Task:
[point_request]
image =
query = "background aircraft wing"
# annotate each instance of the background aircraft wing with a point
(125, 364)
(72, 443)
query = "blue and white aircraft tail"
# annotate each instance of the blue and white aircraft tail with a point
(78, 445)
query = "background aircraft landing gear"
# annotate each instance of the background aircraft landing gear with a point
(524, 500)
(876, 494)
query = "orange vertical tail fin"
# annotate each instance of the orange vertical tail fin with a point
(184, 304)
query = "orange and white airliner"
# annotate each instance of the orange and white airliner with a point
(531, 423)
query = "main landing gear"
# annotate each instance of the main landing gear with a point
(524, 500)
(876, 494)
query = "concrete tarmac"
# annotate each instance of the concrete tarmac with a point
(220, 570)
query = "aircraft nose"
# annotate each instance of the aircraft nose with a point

# # # # #

▶ **Exercise details**
The material above must be written out again in full, exactly.

▶ **Answer section**
Task:
[point_request]
image =
query = "background aircraft wing"
# annotate each instance of the background aircraft wing with a point
(125, 364)
(72, 443)
query = "blue and white aircraft tail"
# annotate each instance of the blue and white aircraft tail with a point
(78, 445)
query = "background aircraft landing gear"
# annotate each instance of the background aircraft landing gear with a point
(524, 500)
(876, 494)
query = "orange vertical tail fin"
# annotate each instance of the orange vertical tail fin with a point
(184, 304)
query = "orange and white airliner"
# annotate each instance of the orange and white airliner with a point
(531, 423)
query = "main landing gear"
# annotate each instance of the main landing gear with a point
(524, 500)
(876, 494)
query = "concrete tarmac"
# annotate each instance of the concrete tarmac with a point
(220, 570)
query = "aircraft nose"
# annotate each instance of the aircraft nose with a point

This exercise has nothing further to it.